** Begin **

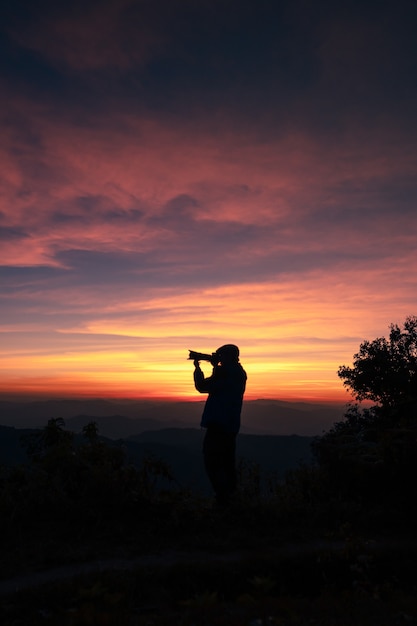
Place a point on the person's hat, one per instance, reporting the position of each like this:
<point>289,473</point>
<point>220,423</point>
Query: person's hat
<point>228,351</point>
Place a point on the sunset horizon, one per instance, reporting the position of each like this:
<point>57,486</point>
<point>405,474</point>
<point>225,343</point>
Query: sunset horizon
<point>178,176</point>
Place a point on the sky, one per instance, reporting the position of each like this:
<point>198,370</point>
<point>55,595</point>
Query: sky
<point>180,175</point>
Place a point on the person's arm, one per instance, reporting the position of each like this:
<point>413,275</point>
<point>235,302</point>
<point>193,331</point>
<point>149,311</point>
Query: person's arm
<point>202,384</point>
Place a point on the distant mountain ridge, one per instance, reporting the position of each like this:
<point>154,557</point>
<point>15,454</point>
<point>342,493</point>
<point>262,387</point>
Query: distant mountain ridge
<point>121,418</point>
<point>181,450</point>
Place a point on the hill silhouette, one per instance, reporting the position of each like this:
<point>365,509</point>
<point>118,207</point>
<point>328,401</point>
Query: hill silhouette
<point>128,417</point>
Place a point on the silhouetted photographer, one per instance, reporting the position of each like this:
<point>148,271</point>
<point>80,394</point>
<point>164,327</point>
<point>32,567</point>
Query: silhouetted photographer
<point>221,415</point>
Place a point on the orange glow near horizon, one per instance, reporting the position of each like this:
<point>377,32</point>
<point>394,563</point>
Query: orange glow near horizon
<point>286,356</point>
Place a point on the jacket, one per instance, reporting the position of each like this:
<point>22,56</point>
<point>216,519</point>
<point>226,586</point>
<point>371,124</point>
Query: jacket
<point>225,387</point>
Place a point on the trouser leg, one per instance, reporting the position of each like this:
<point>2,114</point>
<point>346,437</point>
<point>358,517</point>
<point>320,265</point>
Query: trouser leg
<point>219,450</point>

** End **

## Exercise
Rewrite all of the records above, replacing every "Query" with "Target" and leaving everything else unchanged. Leave the pictures out of the answer.

## Solution for this exercise
Place a point on the person's hat, one per instance, reporting the position of each like this:
<point>289,473</point>
<point>220,423</point>
Target: person's hat
<point>228,351</point>
Place a point on the sunset horizon, one per instance, reporting the position of each like this:
<point>57,486</point>
<point>405,474</point>
<point>225,343</point>
Target: sunset horizon
<point>178,176</point>
Place a point on the sky, one per instance, reporting the position of each like this:
<point>198,370</point>
<point>55,595</point>
Target: sky
<point>180,175</point>
Place a point on the person's arm, one per instance, reporting the position of each like this:
<point>413,275</point>
<point>235,302</point>
<point>193,331</point>
<point>149,311</point>
Target: person's arm
<point>202,384</point>
Place a point on the distant mountain ridge, one per instance, reporting the position of each like this:
<point>154,557</point>
<point>15,454</point>
<point>342,493</point>
<point>262,387</point>
Target: distant mountain ridge
<point>121,418</point>
<point>181,450</point>
Place a point on the hill silhouette, one per instance, reporting the position of each like this:
<point>365,509</point>
<point>118,207</point>
<point>328,401</point>
Target: hill silhouette
<point>128,417</point>
Place a point on the silhouetted photographer, one per instance, reporting the position of each like this:
<point>148,271</point>
<point>80,394</point>
<point>164,327</point>
<point>32,567</point>
Target: silhouetted photographer
<point>221,415</point>
Place a point on the orange glow near horizon, one per instance, reporting the position of each like this:
<point>377,32</point>
<point>394,563</point>
Target: orange glow near horizon
<point>286,356</point>
Place a point on the jacket, one per instance, reporting the position of each like this:
<point>22,56</point>
<point>216,519</point>
<point>226,586</point>
<point>371,124</point>
Target: jacket
<point>225,387</point>
Place a point on the trouser leg, one per instance, reporting the position of each like this:
<point>2,114</point>
<point>346,437</point>
<point>358,517</point>
<point>320,265</point>
Target: trouser leg
<point>219,450</point>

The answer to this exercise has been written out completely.